• [Reading passage]:
==================================================

संकरो नरकायैव कुलघ्नानां कुलस्य च। पतन्ति पितरो ह्येषां लुप्तपिण्डोदकक्रियाः॥

saṃkaro narakāyaiva kula-ghnānāṃ kulasya ca / patanti pitaro hy eṣāṃ lupta-piṇḍodaka-kriyāḥ

The dead depend on the living — break the chain of care and the ancestors fall.

Word by word (4)
saṃkaraḥ narakāya eva
— the mixing leads only to hell
kula-ghnānām kulasya ca
— for both the destroyers of the family and the family itself
patanti pitaraḥ
— the ancestors fall (to lower realms) · The ancestors (pitaraḥ) depend on their descendants performing the śrāddha rites — offerings of water and rice (piṇḍa). Without living descendants to perform these rites, ancestors are believed to 'fall' — lose their position in the afterlife.
lupta-piṇḍa-udaka-kriyāḥ
— deprived of offerings of rice-balls and water (the śrāddha rites)

'This disorder leads to hell — for the destroyers of the family and for the family itself. And the ancestors fall from their place, deprived of the offerings of rice and water that sustain them.'

A modern analogy

Consider how the memory of the dead lives through the practices of the living: the anniversaries remembered, the graves visited, the stories told to children. When a family is violently destroyed, this entire chain of remembrance breaks. Arjuna's 'ancestors fall' is his ancient way of saying: the dead are abandoned when the living who remembered them are gone.

Take with you

  • The dead continue to be honored only through the living — destruction of the living severs the chain of memory and care.
  • This verse shows Arjuna's moral concern extends backward across time (to ancestors) as well as forward.
  • The śrāddha rites are not superstition — they are the ancient technology for keeping the dead present in the community of the living.

==================================================

• [Source data]:
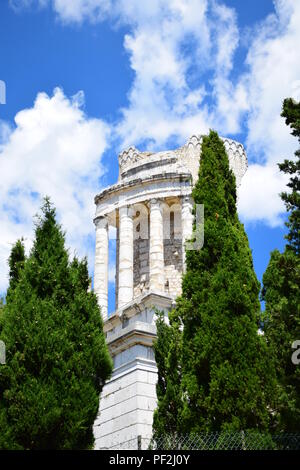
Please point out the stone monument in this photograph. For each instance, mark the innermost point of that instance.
(151, 209)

==================================================

• [What you should do]: Write out the part of the verse commentary that begins with the words containing "Take with you" and ends with "of the living.", word for word. This data has nothing to do with the verse commentary.

• [Task answer]:
Take with you

  • The dead continue to be honored only through the living — destruction of the living severs the chain of memory and care.
  • This verse shows Arjuna's moral concern extends backward across time (to ancestors) as well as forward.
  • The śrāddha rites are not superstition — they are the ancient technology for keeping the dead present in the community of the living.